• **REQUIRED WORK**
Only the number is needed. Please count the lines below in which the word "dark" occurs.

• **SUPPLIED INFORMATION**
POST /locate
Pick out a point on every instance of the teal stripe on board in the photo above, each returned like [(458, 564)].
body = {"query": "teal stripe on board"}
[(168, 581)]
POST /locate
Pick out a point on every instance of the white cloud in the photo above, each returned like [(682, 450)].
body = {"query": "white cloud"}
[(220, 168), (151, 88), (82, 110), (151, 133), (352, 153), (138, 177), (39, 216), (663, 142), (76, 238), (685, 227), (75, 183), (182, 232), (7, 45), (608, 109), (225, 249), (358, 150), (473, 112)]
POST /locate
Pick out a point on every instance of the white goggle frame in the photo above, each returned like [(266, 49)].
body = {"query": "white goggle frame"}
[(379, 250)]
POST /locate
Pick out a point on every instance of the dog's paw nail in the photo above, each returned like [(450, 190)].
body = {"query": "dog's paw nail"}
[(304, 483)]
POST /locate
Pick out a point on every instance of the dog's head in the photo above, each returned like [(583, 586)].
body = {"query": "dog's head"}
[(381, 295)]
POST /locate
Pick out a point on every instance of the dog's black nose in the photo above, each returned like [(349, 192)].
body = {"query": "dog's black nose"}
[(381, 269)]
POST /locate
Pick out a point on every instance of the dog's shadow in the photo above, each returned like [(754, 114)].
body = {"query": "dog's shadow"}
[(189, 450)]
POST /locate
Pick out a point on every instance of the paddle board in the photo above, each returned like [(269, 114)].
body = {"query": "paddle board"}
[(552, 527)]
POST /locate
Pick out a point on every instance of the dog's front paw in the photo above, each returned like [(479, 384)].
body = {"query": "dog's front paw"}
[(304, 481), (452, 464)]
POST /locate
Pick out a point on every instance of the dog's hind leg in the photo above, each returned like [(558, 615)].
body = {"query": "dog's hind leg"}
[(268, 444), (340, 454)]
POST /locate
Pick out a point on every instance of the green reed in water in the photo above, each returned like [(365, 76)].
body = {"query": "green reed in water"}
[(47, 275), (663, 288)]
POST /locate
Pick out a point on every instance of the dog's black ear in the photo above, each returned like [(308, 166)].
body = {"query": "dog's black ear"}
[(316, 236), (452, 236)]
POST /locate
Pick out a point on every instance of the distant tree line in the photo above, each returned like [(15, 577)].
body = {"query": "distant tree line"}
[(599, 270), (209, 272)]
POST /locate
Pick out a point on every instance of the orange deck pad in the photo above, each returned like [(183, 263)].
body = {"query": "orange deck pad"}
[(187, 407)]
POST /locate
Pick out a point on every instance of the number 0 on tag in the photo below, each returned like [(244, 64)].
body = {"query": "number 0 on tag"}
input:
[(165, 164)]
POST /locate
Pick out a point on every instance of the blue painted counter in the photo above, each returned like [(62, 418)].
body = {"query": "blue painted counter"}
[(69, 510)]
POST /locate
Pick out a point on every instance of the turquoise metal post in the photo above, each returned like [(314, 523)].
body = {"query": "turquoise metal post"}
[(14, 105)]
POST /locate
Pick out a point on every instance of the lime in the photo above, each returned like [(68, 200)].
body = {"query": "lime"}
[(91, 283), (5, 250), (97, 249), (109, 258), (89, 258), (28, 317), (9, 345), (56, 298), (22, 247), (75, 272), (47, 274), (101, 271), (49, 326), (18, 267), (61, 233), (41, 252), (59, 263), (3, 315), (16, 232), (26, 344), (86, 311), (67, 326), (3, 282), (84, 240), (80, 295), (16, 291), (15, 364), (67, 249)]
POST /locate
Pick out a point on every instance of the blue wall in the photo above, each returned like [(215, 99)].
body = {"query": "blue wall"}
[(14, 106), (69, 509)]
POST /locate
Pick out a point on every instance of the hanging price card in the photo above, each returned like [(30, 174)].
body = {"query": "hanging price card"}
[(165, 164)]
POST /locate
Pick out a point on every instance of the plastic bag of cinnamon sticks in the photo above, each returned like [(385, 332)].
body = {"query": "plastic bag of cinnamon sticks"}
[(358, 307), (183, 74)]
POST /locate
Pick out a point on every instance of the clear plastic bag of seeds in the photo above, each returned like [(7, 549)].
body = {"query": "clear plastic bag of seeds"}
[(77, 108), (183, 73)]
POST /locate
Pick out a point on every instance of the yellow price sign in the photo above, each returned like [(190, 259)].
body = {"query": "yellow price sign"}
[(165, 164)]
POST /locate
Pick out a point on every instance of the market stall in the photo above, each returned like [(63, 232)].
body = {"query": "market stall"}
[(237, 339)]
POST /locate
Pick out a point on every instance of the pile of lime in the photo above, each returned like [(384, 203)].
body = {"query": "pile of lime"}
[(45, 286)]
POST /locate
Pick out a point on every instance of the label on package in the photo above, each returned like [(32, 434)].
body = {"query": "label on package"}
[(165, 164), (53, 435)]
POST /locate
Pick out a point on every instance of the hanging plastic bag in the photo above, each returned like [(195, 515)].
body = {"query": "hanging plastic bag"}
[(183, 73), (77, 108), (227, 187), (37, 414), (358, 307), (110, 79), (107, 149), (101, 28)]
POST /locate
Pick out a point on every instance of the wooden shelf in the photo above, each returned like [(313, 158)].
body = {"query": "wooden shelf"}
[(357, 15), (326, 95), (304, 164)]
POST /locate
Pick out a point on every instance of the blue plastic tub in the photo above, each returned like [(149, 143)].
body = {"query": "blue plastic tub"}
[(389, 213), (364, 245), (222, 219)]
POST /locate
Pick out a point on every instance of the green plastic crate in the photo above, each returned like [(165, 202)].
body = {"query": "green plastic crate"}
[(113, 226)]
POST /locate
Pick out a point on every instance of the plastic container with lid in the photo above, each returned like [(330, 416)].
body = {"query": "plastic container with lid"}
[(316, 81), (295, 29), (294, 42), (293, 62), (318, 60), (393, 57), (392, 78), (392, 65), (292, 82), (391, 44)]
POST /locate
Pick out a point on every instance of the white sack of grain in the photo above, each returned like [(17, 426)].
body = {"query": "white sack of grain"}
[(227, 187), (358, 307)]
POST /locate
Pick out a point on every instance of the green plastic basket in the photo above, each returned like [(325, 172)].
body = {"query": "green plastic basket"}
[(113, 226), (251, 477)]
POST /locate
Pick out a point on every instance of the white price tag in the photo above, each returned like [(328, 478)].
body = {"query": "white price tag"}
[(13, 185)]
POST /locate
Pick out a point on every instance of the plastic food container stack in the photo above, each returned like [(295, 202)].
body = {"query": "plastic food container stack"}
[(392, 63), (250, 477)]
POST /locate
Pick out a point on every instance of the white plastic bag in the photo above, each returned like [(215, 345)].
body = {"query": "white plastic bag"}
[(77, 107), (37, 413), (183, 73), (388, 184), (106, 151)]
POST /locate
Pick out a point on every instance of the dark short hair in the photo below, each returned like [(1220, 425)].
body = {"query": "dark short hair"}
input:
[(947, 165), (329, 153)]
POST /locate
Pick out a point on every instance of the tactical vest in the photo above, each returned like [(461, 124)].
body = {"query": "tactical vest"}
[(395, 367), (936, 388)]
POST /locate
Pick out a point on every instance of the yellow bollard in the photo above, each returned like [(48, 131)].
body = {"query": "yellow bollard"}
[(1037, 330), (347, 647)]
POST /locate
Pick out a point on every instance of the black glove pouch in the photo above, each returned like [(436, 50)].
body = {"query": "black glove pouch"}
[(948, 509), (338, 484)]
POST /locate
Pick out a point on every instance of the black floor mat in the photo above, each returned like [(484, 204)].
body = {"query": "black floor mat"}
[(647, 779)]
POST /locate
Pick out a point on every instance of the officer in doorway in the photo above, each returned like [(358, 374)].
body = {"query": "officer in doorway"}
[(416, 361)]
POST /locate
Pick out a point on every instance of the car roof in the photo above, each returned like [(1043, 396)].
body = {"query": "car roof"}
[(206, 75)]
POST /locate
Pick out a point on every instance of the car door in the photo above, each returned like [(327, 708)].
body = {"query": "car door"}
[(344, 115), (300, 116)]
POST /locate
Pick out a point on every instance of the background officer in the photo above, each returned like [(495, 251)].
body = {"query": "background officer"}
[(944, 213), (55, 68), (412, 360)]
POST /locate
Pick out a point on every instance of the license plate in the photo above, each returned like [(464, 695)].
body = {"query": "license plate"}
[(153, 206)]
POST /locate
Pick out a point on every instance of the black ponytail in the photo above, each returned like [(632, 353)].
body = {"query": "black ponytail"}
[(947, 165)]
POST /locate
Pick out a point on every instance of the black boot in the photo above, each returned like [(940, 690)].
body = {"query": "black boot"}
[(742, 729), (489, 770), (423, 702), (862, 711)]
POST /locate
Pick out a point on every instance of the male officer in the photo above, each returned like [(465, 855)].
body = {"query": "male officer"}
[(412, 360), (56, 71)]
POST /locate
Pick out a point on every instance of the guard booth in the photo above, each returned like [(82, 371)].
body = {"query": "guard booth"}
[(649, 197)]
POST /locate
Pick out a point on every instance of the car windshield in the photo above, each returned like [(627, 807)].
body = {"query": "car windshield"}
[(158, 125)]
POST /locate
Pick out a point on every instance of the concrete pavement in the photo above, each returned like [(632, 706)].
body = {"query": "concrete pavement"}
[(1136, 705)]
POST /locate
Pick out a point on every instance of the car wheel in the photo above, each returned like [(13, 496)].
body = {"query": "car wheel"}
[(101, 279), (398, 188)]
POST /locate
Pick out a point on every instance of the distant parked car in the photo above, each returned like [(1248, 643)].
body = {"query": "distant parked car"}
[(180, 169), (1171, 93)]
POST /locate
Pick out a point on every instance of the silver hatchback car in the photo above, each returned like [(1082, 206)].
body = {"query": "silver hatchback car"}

• **OUTPUT OF THE EXERCISE**
2